:: MATERIAL FOR THIS EXERCISE ::
_ _ _ _ _

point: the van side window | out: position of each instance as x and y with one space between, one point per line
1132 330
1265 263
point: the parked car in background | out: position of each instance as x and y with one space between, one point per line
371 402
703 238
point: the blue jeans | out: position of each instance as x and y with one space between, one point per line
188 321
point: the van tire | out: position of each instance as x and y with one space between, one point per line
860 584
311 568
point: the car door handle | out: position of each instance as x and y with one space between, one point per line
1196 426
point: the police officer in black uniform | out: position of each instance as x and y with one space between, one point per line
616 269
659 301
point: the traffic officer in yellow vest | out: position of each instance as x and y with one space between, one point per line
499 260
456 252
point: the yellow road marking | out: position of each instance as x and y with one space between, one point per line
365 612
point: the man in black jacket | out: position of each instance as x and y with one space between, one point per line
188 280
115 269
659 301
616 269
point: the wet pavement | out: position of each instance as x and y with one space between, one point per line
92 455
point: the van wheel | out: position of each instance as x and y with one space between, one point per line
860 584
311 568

_ _ _ _ _

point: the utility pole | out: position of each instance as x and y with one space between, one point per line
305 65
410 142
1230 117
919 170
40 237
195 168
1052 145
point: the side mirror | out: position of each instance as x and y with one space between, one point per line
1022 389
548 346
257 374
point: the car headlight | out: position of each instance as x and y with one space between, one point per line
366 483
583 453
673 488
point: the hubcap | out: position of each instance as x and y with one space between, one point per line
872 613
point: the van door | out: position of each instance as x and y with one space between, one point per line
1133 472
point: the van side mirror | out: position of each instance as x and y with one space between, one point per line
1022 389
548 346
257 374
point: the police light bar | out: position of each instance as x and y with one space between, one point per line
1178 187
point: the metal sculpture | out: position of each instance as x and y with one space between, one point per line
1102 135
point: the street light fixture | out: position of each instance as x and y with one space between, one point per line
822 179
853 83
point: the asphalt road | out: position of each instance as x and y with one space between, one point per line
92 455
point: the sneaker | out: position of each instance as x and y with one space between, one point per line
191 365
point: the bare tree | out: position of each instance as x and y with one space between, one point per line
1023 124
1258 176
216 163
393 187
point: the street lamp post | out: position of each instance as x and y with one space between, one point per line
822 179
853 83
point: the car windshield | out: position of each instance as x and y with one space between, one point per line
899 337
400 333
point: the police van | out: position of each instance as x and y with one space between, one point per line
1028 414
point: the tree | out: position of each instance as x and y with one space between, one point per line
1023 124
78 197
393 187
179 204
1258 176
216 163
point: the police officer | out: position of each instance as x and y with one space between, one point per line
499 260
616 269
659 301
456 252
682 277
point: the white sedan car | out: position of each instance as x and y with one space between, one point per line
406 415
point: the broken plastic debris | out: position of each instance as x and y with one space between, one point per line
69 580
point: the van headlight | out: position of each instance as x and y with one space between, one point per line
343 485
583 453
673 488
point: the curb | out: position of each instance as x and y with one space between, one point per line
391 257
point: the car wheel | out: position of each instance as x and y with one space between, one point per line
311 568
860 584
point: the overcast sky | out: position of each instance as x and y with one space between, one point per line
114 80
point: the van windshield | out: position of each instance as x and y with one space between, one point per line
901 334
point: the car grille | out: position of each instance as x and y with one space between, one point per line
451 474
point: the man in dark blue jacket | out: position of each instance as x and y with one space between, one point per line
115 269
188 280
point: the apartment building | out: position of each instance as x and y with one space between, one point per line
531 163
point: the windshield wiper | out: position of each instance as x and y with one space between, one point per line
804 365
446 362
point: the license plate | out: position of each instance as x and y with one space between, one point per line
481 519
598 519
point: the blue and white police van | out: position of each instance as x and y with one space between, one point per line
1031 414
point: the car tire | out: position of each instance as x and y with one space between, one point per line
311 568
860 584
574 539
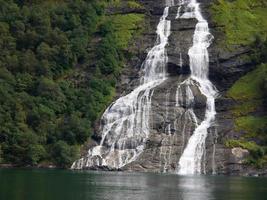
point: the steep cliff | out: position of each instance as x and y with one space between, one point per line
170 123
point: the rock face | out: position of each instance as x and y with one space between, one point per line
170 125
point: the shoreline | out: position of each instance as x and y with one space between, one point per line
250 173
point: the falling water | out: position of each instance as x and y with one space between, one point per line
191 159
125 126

_ _ _ _ _

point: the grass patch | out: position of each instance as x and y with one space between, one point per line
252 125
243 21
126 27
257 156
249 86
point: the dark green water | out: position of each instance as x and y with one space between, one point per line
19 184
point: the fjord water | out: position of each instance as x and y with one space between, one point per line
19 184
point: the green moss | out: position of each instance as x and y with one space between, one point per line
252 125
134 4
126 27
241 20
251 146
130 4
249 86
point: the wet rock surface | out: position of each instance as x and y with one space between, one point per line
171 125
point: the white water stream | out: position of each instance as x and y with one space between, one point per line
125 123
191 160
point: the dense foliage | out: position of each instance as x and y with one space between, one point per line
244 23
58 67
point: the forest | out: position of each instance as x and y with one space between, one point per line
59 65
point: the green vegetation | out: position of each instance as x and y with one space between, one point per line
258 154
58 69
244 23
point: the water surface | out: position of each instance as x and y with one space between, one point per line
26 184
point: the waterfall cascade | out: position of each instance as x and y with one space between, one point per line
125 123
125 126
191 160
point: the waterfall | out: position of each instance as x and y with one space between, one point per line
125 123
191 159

_ _ _ _ _

:: AIM OF THE TASK ::
Show each line of the rows above that contains the string "blue", matching case exactly.

:: RESPONSE ::
point: the blue jeans | out: position of each instance as x and y with one space between, one point per line
point: the man in dark blue jacket | out: position of each instance as x and y with one space between, one point per line
point: the blue and white police van | out: position of each instance as x and y with one space between, one point per line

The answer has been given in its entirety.